(Data to use):
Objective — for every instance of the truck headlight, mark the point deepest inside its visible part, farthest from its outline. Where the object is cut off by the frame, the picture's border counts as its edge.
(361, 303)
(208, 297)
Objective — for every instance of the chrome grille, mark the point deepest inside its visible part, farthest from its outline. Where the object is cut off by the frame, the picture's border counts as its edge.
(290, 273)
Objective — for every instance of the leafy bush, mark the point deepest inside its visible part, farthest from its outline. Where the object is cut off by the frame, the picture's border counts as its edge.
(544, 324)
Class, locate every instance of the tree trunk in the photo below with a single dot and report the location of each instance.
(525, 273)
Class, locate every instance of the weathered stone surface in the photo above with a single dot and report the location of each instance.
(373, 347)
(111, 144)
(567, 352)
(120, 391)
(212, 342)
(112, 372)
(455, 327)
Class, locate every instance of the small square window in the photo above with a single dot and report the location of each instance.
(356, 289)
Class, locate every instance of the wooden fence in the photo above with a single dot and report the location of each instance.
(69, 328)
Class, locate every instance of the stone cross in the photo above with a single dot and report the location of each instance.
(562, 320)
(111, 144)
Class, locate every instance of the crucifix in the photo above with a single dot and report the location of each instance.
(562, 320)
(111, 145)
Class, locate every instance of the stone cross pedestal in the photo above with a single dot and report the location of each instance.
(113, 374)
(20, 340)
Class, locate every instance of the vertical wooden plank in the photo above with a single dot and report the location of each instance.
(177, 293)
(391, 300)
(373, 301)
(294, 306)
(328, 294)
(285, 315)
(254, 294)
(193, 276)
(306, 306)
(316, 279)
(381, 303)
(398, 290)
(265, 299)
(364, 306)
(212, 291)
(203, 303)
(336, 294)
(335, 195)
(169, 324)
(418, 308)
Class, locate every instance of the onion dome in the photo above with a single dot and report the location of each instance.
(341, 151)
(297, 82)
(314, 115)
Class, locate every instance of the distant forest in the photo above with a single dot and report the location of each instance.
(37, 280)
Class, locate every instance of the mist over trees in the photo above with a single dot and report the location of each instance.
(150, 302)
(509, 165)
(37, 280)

(Written instruction):
Extract every entry above as it appears.

(Solution for this problem):
Objective — for every instance of the truck headlight, mark the point deepest inside its visible part, farthest from its outline. Where the object is cut off by the frame, the picture's border counts as its edge.
(361, 303)
(208, 297)
Objective — for every instance of the chrome grille, mark the point deepest inside its visible part, farthest from its outline. Where the object is cut off by the frame, the picture's border counts as its edge.
(290, 273)
Objective — for every instance of the leafy bush, mark the point deepest inside its visible part, farthest from its outline. Where the object is cut off by the frame, the picture's border counts as its edge.
(544, 324)
Class, locate every instance of the tree trunk in the photo below with a single dot and report the location of each instance.
(525, 273)
Class, locate every instance of the weathered stone surface in the photo above with a single dot and report the location of each instance.
(373, 347)
(111, 144)
(567, 352)
(120, 391)
(212, 342)
(112, 372)
(455, 327)
Class, locate every instance of the small square window in the photo above with a single dot and report the location of each instance.
(356, 289)
Class, locate every instance of the wooden fence in the photo above with a single dot and report the location of each instance.
(69, 328)
Class, locate every instance of the stone cross in the photo above with a single dot and report the location of each instance.
(562, 320)
(111, 144)
Class, locate every instance of the crucifix in the photo above with a single dot and report the location of each instance.
(562, 320)
(111, 145)
Class, locate every instance of the stone cross pedestal in the photo above with a single dot and report the location of each instance.
(113, 374)
(20, 340)
Class, locate every instance of the vertical wooden plank in the photo above with a single dot and report the location of each instance.
(177, 293)
(391, 300)
(373, 301)
(294, 306)
(328, 294)
(285, 315)
(254, 294)
(193, 276)
(306, 306)
(316, 279)
(381, 303)
(398, 290)
(265, 299)
(364, 306)
(212, 291)
(203, 303)
(336, 294)
(335, 195)
(169, 324)
(418, 308)
Class, locate every instance of the onion dome in the photo above with a single dot and report the location of each instance.
(341, 151)
(297, 82)
(314, 115)
Class, locate every instance of the distant forest in the photo above with a single dot and report the location of each instance.
(37, 280)
Class, locate every instance of the mist over trees in the photo above with a single dot and report the location of each instance.
(150, 302)
(509, 165)
(37, 280)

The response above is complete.